*Document segment*.
== Segment start ==
Japan pays $1mn to innocent jailed for 17 years
Tokyo: A Japanese court on Thursday awarded $1.1 million, the maximum possible compensation, to a 64-year-old man who spent 17 years in jail after being wrongly convicted of a child's murder.
The district court in Utsunomiya, north of Tokyo, awarded 92 million yen ($1.1 million) to Toshikazu Sugaya for his suffering and to cover his legal costs in the case, a court official said.
Sugaya was convicted partly because of DNA evidence which was subsequently found to be flawed.
The compensation of 12,500 yen per day in jail is the highest amount allowed under Japanese law in such a case, the official said.
"One chapter was closed today," Sugaya, a former kindergarten bus driver for who was freed in 2009, said.
"But the detectives and prosecutors who interrogated me have not apologised yet. I want them to apologise. There is no statute of limitations for me... I want the real perpetrator to be caught no matter what."
== Segment end ==
*Extracted material*.
== Segment start ==
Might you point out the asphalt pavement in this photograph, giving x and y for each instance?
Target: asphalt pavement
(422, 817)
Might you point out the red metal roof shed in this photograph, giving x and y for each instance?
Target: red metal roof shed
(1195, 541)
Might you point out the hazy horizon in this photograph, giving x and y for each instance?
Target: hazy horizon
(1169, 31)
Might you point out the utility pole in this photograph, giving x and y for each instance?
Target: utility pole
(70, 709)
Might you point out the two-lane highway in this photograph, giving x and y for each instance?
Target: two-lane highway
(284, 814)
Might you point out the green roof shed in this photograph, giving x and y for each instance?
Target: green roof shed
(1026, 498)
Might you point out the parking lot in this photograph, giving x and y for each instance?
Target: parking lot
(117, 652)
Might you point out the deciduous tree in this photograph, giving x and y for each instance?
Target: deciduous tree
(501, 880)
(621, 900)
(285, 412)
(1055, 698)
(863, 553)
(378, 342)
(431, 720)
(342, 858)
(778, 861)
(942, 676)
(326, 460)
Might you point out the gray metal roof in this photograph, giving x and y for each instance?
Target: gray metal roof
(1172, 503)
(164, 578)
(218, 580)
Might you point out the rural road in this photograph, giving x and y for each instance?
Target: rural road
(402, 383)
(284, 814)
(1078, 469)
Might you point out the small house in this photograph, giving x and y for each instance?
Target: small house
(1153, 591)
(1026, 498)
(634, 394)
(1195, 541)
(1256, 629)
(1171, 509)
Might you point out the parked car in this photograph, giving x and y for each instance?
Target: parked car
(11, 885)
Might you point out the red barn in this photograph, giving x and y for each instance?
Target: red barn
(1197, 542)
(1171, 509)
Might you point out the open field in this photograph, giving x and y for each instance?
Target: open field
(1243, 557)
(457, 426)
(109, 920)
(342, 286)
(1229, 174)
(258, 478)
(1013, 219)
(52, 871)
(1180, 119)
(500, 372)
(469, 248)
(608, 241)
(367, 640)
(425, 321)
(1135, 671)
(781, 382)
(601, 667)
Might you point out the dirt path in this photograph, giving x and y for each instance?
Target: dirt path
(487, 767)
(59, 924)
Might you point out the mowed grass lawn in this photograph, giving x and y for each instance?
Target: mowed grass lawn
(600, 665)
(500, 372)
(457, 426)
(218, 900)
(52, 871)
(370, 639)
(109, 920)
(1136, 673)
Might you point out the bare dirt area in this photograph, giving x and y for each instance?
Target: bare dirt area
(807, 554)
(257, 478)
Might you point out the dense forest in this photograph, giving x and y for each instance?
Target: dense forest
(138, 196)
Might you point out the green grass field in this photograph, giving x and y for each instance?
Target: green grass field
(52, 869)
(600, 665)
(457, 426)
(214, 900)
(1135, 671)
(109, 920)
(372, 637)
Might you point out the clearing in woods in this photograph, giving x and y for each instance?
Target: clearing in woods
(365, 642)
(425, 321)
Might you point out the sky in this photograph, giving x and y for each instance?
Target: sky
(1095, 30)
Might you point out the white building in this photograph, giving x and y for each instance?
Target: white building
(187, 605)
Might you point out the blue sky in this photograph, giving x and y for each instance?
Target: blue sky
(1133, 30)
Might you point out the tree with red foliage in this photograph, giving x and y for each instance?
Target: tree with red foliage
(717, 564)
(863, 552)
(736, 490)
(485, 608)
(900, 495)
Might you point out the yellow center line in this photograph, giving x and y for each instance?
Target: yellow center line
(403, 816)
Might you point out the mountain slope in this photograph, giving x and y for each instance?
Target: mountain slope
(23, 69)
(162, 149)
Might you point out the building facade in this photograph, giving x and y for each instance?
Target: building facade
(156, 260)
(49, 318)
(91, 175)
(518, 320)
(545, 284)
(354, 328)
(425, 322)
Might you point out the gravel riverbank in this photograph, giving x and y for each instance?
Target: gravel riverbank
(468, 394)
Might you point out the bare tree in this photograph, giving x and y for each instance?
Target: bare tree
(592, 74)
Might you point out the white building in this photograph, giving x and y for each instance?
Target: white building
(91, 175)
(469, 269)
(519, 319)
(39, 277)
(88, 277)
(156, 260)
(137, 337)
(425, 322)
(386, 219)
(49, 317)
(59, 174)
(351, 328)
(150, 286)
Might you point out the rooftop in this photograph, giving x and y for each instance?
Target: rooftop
== Segment end ==
*Task brief*. Reproduce verbatim the portion of the article about the Japanese wrongful-conviction award that opens with the words containing "Japan pays $1mn" and closes with "the official said.". The listing has no connection to the text.

*Output below*.
Japan pays $1mn to innocent jailed for 17 years
Tokyo: A Japanese court on Thursday awarded $1.1 million, the maximum possible compensation, to a 64-year-old man who spent 17 years in jail after being wrongly convicted of a child's murder.
The district court in Utsunomiya, north of Tokyo, awarded 92 million yen ($1.1 million) to Toshikazu Sugaya for his suffering and to cover his legal costs in the case, a court official said.
Sugaya was convicted partly because of DNA evidence which was subsequently found to be flawed.
The compensation of 12,500 yen per day in jail is the highest amount allowed under Japanese law in such a case, the official said.